Exercise requirements
Write out exactly, please, the lines from the one containing "Exercise. Mark the woman's hand" to the end of the material.
····················
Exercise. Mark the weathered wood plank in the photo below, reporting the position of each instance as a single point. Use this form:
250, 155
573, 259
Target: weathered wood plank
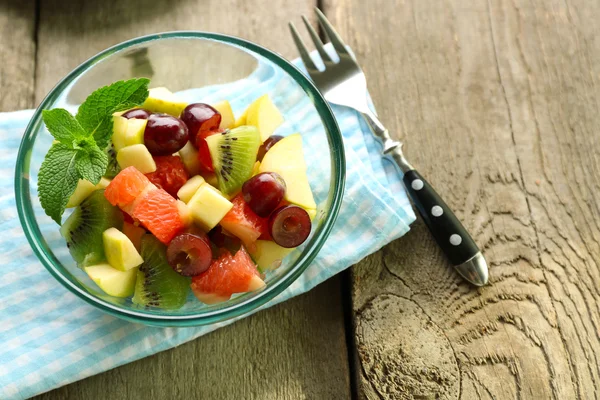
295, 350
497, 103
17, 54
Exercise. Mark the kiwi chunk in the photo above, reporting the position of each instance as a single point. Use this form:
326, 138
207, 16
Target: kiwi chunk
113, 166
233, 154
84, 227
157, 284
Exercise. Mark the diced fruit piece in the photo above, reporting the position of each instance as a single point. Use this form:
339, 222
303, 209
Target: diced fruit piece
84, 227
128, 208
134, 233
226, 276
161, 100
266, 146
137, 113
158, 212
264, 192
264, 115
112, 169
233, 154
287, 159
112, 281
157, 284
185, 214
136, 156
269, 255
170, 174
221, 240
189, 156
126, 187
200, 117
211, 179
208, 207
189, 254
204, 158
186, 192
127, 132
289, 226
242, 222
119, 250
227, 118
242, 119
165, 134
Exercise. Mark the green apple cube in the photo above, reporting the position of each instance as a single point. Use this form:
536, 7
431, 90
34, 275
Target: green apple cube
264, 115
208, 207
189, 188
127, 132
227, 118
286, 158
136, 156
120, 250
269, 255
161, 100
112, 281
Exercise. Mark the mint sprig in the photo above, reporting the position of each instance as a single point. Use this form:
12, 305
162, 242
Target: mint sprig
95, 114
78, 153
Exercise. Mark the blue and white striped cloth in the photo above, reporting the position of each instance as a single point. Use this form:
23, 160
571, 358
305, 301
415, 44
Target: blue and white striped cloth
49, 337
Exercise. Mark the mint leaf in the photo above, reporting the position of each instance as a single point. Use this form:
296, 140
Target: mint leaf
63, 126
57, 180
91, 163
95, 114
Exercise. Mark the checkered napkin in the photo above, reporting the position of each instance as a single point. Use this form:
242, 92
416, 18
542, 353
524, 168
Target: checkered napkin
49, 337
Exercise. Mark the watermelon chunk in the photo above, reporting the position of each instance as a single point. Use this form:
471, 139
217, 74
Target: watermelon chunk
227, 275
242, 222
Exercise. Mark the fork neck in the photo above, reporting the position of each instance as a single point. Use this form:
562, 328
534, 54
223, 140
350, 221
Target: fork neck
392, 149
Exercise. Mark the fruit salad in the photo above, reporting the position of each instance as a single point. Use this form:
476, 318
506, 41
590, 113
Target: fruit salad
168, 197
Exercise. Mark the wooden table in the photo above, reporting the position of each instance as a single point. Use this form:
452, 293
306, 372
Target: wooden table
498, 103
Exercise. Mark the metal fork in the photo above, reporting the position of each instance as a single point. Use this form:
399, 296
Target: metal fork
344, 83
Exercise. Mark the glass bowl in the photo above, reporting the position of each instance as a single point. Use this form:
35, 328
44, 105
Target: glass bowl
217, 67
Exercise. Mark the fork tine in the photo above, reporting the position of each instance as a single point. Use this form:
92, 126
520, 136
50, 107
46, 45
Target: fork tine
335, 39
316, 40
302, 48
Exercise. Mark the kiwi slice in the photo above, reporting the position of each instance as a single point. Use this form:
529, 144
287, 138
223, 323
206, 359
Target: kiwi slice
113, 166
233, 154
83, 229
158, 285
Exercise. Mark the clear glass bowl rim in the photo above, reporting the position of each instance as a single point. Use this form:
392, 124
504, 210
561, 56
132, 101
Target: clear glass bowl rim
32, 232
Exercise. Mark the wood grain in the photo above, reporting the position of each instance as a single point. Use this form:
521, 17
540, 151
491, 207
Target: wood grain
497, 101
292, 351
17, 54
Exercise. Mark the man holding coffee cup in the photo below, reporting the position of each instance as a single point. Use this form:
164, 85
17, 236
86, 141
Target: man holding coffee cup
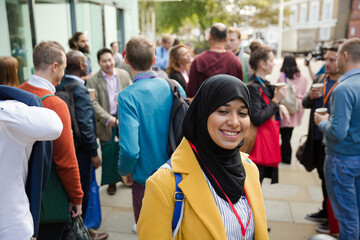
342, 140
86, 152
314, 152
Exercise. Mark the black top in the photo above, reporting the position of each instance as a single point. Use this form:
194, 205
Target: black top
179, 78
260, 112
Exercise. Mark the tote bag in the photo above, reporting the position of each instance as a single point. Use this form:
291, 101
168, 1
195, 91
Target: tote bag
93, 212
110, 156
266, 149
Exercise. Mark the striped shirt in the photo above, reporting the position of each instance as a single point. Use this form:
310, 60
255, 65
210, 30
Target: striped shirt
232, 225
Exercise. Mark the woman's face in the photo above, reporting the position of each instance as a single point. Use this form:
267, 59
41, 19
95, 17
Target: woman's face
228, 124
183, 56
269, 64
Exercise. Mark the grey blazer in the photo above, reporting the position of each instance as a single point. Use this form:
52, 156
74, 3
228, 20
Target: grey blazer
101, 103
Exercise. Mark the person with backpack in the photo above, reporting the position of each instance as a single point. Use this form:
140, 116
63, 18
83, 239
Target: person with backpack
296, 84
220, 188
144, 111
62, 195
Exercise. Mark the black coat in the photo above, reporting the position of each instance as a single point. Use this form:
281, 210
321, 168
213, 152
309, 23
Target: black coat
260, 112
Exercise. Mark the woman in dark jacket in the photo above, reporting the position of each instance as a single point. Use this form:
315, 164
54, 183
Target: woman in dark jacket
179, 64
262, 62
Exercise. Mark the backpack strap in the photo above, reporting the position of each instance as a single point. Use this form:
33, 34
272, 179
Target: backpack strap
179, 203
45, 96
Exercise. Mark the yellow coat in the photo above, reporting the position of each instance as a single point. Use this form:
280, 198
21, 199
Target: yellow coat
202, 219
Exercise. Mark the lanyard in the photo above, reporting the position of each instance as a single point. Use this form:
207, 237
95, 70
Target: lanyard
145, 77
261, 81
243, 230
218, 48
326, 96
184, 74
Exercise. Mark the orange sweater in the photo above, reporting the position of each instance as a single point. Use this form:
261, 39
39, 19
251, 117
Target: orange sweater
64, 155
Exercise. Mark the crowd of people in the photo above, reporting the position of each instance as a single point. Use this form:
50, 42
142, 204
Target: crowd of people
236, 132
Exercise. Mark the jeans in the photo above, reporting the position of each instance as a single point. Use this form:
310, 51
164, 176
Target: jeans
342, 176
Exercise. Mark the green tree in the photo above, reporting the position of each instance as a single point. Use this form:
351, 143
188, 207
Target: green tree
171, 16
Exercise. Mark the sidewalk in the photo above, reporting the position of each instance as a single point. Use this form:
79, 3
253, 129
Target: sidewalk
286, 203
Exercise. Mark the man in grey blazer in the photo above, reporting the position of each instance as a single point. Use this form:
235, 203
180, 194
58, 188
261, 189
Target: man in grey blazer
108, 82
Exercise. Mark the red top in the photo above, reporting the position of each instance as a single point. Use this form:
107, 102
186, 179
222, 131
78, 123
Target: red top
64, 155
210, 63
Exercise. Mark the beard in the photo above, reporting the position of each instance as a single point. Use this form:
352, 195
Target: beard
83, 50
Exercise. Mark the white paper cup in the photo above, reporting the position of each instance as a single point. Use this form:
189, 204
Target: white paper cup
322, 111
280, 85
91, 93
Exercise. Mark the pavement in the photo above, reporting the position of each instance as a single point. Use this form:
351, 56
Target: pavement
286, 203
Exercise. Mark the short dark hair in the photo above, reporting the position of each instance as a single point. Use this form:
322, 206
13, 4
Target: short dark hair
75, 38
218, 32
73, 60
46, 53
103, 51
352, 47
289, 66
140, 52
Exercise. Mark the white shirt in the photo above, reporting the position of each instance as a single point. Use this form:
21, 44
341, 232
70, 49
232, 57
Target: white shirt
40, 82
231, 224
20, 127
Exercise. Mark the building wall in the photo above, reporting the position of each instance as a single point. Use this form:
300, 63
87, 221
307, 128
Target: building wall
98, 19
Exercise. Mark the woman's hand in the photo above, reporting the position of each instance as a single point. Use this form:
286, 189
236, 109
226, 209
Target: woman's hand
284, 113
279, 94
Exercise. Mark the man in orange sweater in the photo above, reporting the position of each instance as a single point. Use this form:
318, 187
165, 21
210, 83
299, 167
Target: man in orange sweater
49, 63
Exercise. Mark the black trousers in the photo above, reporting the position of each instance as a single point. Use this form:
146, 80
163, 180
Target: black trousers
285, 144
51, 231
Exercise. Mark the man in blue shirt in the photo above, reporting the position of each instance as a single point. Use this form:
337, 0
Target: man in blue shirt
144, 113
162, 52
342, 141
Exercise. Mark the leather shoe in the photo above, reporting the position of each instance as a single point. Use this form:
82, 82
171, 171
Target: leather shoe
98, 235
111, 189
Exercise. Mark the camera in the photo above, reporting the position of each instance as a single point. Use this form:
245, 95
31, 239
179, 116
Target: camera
····················
Finished exercise
Exercise. Mark the woman's hand in the photo above, reporting the position of each instance as a single point. Use this form:
286, 189
236, 109
226, 209
Target: woman's hand
284, 113
279, 94
Exercise. Mark the man in orange sweater in the photo above, reporting the position of each instance as a single point. Use this form:
318, 187
165, 21
210, 83
299, 167
Target: man in orange sweater
49, 63
Exercise. Mark the black trousers in the photo above, reporting the position of each instance as a single point. Use this form:
146, 80
163, 180
Target: black trousers
285, 144
51, 231
Exercise. Mark the man in blue shirt in the photo above, reporting the position of each instance as a single point. Use this form:
337, 0
Target: man in blue shirt
144, 113
162, 52
342, 141
Exercise. Mark the leather shoe in the photo above, reporting the position of each instance as a single point. Use this form:
82, 82
171, 171
Target: leather shoe
98, 235
111, 189
Exercise. Mark the camera in the photo above, reporting the position of each instance as a single point. Use this form:
245, 95
31, 239
179, 116
Target: camera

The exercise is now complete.